- [DIRECTIONS] Text in the records must be reproduced exactly, and pictures must be skipped.
[Start of Attachment]
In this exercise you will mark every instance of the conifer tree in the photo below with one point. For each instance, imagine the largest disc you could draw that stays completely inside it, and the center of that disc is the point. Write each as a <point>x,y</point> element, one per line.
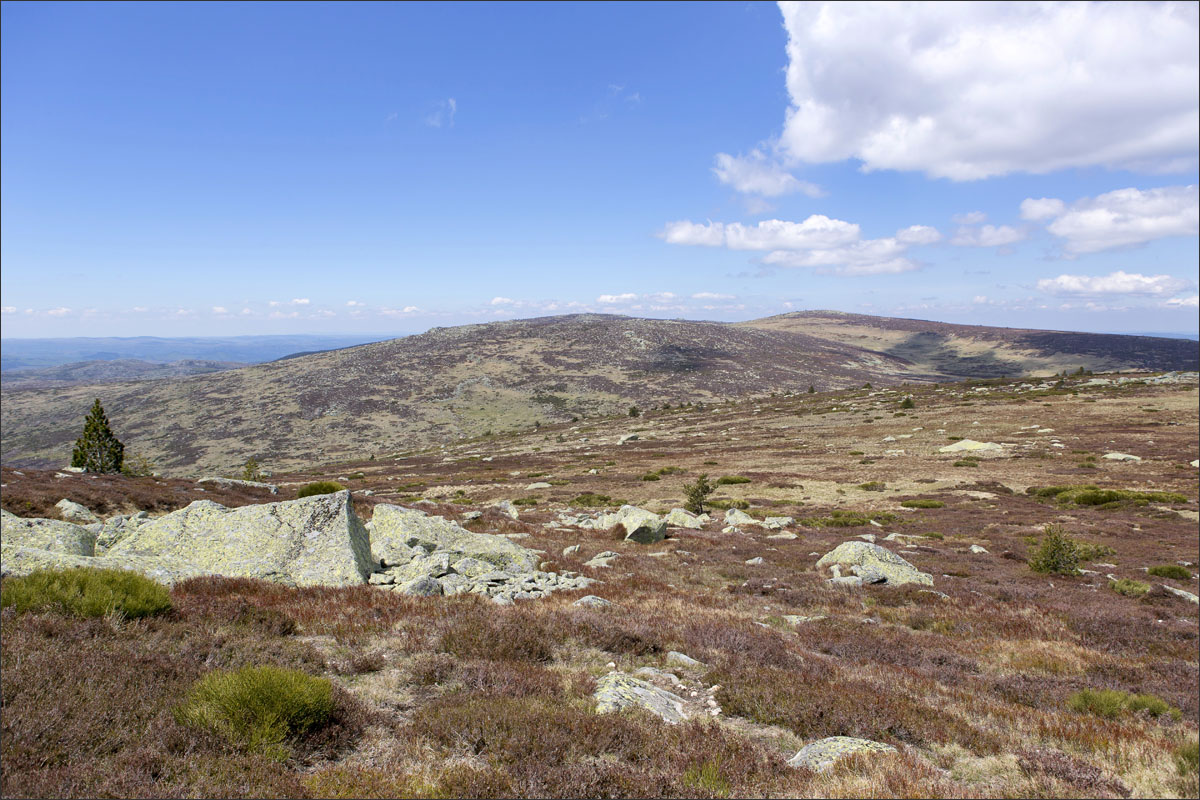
<point>97,450</point>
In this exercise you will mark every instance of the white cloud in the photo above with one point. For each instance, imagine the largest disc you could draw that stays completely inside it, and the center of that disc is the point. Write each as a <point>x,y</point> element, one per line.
<point>1183,302</point>
<point>1120,282</point>
<point>987,236</point>
<point>1123,217</point>
<point>918,235</point>
<point>817,230</point>
<point>1037,209</point>
<point>443,114</point>
<point>971,90</point>
<point>610,299</point>
<point>755,174</point>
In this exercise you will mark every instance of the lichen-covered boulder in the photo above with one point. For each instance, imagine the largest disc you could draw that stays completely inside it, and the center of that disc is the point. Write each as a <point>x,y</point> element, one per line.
<point>618,691</point>
<point>75,512</point>
<point>397,530</point>
<point>821,755</point>
<point>873,564</point>
<point>682,518</point>
<point>51,535</point>
<point>311,541</point>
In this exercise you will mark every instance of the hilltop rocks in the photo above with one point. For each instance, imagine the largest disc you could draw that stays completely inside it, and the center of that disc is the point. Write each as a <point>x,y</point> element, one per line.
<point>75,512</point>
<point>821,755</point>
<point>618,691</point>
<point>49,535</point>
<point>233,483</point>
<point>312,541</point>
<point>871,564</point>
<point>971,445</point>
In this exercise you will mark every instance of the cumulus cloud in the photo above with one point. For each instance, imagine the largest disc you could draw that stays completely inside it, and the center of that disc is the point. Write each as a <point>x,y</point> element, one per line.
<point>1038,209</point>
<point>829,245</point>
<point>1122,218</point>
<point>972,90</point>
<point>1115,283</point>
<point>987,236</point>
<point>610,299</point>
<point>756,174</point>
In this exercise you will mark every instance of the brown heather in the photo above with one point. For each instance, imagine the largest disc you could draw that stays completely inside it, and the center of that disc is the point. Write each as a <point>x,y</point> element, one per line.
<point>457,697</point>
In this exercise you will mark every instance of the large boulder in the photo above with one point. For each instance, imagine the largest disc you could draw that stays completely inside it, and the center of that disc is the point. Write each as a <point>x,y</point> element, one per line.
<point>397,533</point>
<point>311,541</point>
<point>821,755</point>
<point>873,564</point>
<point>617,691</point>
<point>49,535</point>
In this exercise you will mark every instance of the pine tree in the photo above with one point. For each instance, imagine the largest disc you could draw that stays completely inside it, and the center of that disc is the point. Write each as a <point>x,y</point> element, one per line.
<point>97,450</point>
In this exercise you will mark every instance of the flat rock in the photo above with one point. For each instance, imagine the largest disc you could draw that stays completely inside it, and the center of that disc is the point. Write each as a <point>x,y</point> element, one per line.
<point>311,541</point>
<point>821,755</point>
<point>617,691</point>
<point>234,483</point>
<point>971,445</point>
<point>873,564</point>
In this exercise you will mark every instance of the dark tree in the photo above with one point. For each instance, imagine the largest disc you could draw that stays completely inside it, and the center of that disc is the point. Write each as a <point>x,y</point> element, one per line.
<point>97,450</point>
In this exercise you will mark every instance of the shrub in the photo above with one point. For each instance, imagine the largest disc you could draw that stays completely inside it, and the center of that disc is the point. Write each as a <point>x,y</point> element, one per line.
<point>697,494</point>
<point>97,450</point>
<point>1057,553</point>
<point>258,708</point>
<point>1129,588</point>
<point>87,593</point>
<point>318,487</point>
<point>1170,571</point>
<point>1111,703</point>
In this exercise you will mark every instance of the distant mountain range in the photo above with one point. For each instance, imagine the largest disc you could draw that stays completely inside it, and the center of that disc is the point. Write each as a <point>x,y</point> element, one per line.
<point>17,354</point>
<point>449,383</point>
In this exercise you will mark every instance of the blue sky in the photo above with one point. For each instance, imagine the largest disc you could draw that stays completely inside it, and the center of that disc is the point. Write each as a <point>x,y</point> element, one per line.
<point>180,169</point>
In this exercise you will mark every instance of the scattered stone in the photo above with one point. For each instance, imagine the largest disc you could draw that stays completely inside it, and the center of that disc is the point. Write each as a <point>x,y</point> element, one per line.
<point>618,691</point>
<point>75,512</point>
<point>592,601</point>
<point>874,564</point>
<point>233,483</point>
<point>971,445</point>
<point>821,755</point>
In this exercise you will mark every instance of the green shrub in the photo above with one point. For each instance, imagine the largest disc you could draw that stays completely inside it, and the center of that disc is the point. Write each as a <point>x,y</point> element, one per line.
<point>1057,553</point>
<point>1170,571</point>
<point>87,593</point>
<point>319,487</point>
<point>258,708</point>
<point>1129,588</point>
<point>1111,703</point>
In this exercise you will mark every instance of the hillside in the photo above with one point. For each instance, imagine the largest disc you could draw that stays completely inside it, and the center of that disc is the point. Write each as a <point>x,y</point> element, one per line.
<point>499,378</point>
<point>978,352</point>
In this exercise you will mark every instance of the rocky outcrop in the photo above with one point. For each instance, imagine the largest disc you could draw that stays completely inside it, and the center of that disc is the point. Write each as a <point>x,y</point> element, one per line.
<point>617,691</point>
<point>821,755</point>
<point>312,541</point>
<point>871,564</point>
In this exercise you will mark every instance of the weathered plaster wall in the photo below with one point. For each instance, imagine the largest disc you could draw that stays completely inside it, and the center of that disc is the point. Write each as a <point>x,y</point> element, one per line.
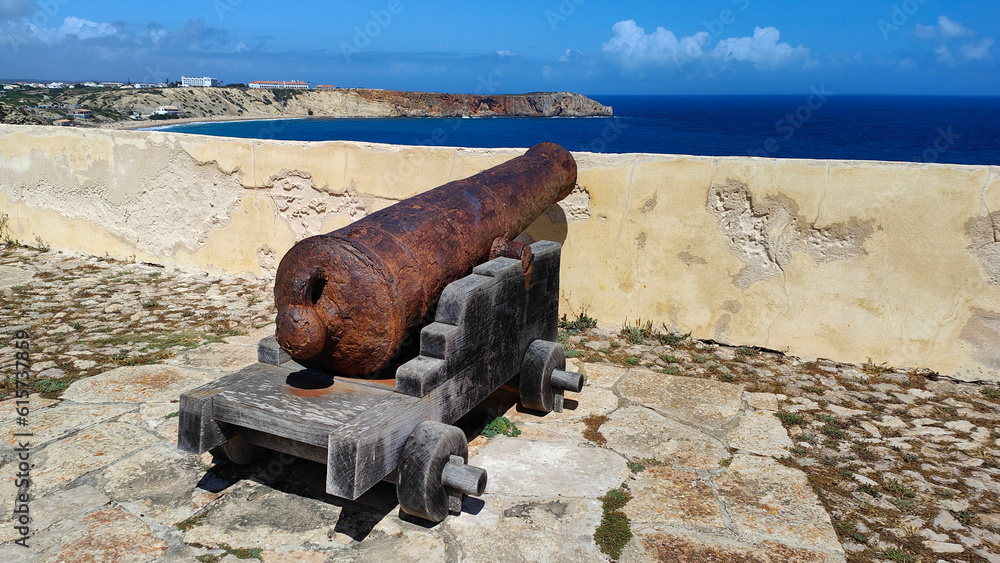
<point>895,262</point>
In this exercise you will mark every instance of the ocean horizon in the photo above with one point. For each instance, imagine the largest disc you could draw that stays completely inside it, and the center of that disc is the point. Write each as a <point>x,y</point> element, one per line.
<point>819,125</point>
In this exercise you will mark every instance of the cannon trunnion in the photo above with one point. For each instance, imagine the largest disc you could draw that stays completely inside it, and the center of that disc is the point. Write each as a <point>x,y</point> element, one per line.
<point>495,326</point>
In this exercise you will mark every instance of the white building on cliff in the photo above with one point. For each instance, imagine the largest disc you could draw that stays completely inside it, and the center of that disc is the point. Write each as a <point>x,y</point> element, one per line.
<point>199,82</point>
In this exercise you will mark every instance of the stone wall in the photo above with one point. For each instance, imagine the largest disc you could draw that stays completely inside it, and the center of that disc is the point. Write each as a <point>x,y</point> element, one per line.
<point>847,260</point>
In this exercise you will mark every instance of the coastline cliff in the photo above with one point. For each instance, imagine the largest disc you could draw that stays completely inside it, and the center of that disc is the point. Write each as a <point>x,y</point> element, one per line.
<point>112,106</point>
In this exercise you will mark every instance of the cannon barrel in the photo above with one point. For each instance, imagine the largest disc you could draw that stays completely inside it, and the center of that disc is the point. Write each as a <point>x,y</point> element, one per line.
<point>350,298</point>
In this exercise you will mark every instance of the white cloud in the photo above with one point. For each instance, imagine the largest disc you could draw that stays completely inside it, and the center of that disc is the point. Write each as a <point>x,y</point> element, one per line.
<point>943,54</point>
<point>634,47</point>
<point>978,50</point>
<point>571,53</point>
<point>946,29</point>
<point>13,9</point>
<point>763,49</point>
[End of Attachment]
- [EXPECTED OUTPUT]
In this exercise you will mark every instance of the conifer tree in the photo below with one point. For each instance, imagine the largest disc you could draw that stays completely inside it, and the center of that disc is the point. Write each as a <point>x,y</point> element, one per line.
<point>97,450</point>
In this exercise you will mark every instance of the white cloud in the photo above with one point. For each instance, imagine the largest disc you could draw that stays completely inside it, and the center of that disc is the point. Write each as a <point>x,y</point> element, one per line.
<point>1183,302</point>
<point>1120,282</point>
<point>987,236</point>
<point>1123,217</point>
<point>918,235</point>
<point>817,230</point>
<point>1037,209</point>
<point>443,114</point>
<point>971,90</point>
<point>610,299</point>
<point>755,174</point>
In this exercise you will mark every instance of the lichen-covered boulder in the photo above with one point. For each instance, imagine the largest disc you could draw that stays completely inside it, and the center of that disc is the point. Write each as a <point>x,y</point> element, one per line.
<point>618,691</point>
<point>75,512</point>
<point>397,530</point>
<point>821,755</point>
<point>873,564</point>
<point>682,518</point>
<point>51,535</point>
<point>311,541</point>
In this exercise you will mark every instance of the hilltop rocks in the photo above with one point. For each instance, imagine the largest disc you could draw that stays completely inside it, and the center of that disc is the point. Write each as a <point>x,y</point> element, one per line.
<point>75,512</point>
<point>821,755</point>
<point>618,691</point>
<point>49,535</point>
<point>233,483</point>
<point>312,541</point>
<point>871,564</point>
<point>971,445</point>
In this exercise you will mark every instance of the cumulus cloud in the photo above with one point. For each instance, imagine the largest disc you could draw that stays completely inside it, and the center of that disc is the point. Write each as a <point>x,y</point> element, one per line.
<point>1038,209</point>
<point>829,245</point>
<point>1122,218</point>
<point>972,90</point>
<point>1115,283</point>
<point>987,236</point>
<point>610,299</point>
<point>756,174</point>
In this exercise you will mark every instance of the brown heather in the photo above with one point. For each instance, imagine the largest disc you could draw that stays completely inside it, and the center of that disc is the point. Write each as a <point>x,y</point> element, one per line.
<point>457,697</point>
In this exercise you will mark every instance of the large boulder in the photo above with one point. For each instance, imagine the largest disc you could draw that stays completely inside it, and the center of that disc is the point. Write each as a <point>x,y</point> element, one per line.
<point>397,533</point>
<point>311,541</point>
<point>821,755</point>
<point>873,564</point>
<point>617,691</point>
<point>49,535</point>
In this exercise you will mark every instance of the pine tree in the photo above with one point. For each instance, imagine the largest disc you could draw that stays completely inside it, and the center of that disc is the point. Write each as a <point>x,y</point> element, one per line.
<point>97,450</point>
In this exercise you will mark every instance of the flat rock in the photo above with one point. For each instance, imagine the largest disc you could draw that stays completely inside it, and the center of that disc is the point. Write each as a <point>x,y</point> element, one per line.
<point>311,541</point>
<point>821,755</point>
<point>617,691</point>
<point>234,483</point>
<point>971,445</point>
<point>873,564</point>
In this exercise you will mark every instance of the dark tree in the photo above with one point. For each instance, imagine the largest disc you could draw that stays completely inside it, and the center of that disc is the point. Write each as a <point>x,y</point> element, one per line.
<point>97,450</point>
In this exercise you will mark every instance of the shrub in the photo above with one point. For each instance, imagine the largest disc you could draw that stays completely inside it, and the center of that disc is the point. Write each as a <point>x,y</point> element, one per line.
<point>697,494</point>
<point>97,450</point>
<point>1057,553</point>
<point>258,708</point>
<point>1129,588</point>
<point>87,593</point>
<point>318,487</point>
<point>1170,571</point>
<point>1111,703</point>
In this exercise you will mark every instance of the distant mountain range in the photo above with one point. For each instance, imagine the largest disc you could draw that stays completely inside it, and the center of that disc is the point. Write each as a <point>x,y</point> element, one per line.
<point>17,354</point>
<point>449,383</point>
In this exercise you will mark every instance of the blue sky in the photo above with one point. For each instance, imagine the largest disc you could draw that stays completely inside it, and the center of that disc is the point. Write each as a <point>x,y</point> element, one per line.
<point>180,169</point>
In this exercise you will mark every instance of the scattered stone in the photo above with one point. For each instance, imagine the largest disc you could draw that stays completely inside it, and the center of that disc is the point. Write each as a <point>x,y</point> element, one per line.
<point>618,691</point>
<point>75,512</point>
<point>592,601</point>
<point>874,564</point>
<point>233,483</point>
<point>971,445</point>
<point>821,755</point>
In this exercise you will mark every instance of the green shrub in the photo above with one point. For each instance, imagine the largest disc you could draw that stays completely inside it, and the center of that disc is the point. Write each as a <point>x,y</point> element, one per line.
<point>1057,553</point>
<point>1170,571</point>
<point>87,593</point>
<point>319,487</point>
<point>258,708</point>
<point>1129,588</point>
<point>1111,703</point>
In this exercise you will mark every instance of the hillside in the photo above with one point. For each instance, imagine the largest disc you could draw that stays completely inside it, and the center of that disc is the point. Write each as a <point>x,y</point> element, one per line.
<point>499,378</point>
<point>978,352</point>
In this exercise you will mark every instance of the rocky outcrop in the photo above with one point. For each instance, imagine the largest disc you could draw that stays completely inside it, and the center of that disc is the point. Write each as a <point>x,y</point> element, one per line.
<point>617,691</point>
<point>821,755</point>
<point>312,541</point>
<point>871,564</point>
In this exercise you will mark every instance of the weathered plaster wall in the photo below with one point. For each instance, imagine the largest disc you could draw that stays completely inside it, and the center of that disc is the point. Write each as a <point>x,y</point> element, one per line.
<point>895,262</point>
In this exercise you will mark every instance of the ocean horizon in the photo above with one point. For each instance, imagine the largest disc you could draw that stays completely inside it, and the center of that disc is the point. Write each as a <point>x,y</point> element, one per line.
<point>819,125</point>
In this exercise you will mark every instance of the cannon trunnion in the photo above with one point. For each instance, imagine the largest disc you could draw that stays completely inside it, and the center of that disc is the point. Write each as a <point>x,y</point> element, one per line.
<point>495,326</point>
In this exercise you will mark every instance of the white building on cliff in the photo above with one point. For each instance, imagine the largest disc you could draw that stays completely inside it, and the center of that disc is the point. Write each as a <point>x,y</point> element, one per line.
<point>199,82</point>
In this exercise you will mark every instance of the stone wall in the photo above with one point. For each instance, imagine the largest disc you could draw that stays completely inside it, and the center of that disc is the point. Write each as a <point>x,y</point> element, one per line.
<point>847,260</point>
In this exercise you will mark every instance of the coastline cliff in the photo above with one point. For each instance, imagine the largest disc you could draw that stays completely inside it, and the center of that disc is the point. Write each as a <point>x,y</point> element, one per line.
<point>112,106</point>
In this exercise you will mark every instance of the cannon barrel in the photo above with one point. For each instance, imagine the largest disc you could draw that stays completely inside it, and the center of that disc is the point. Write each as a <point>x,y</point> element, one per line.
<point>350,298</point>
In this exercise you will mark every instance of the white cloud in the photo above with one point. For each instance, imagine the largest disc you could draw that stays completely inside it, and the center of that disc is the point. Write each as a <point>x,y</point> element, one per line.
<point>943,54</point>
<point>634,47</point>
<point>978,50</point>
<point>571,53</point>
<point>946,29</point>
<point>13,9</point>
<point>763,49</point>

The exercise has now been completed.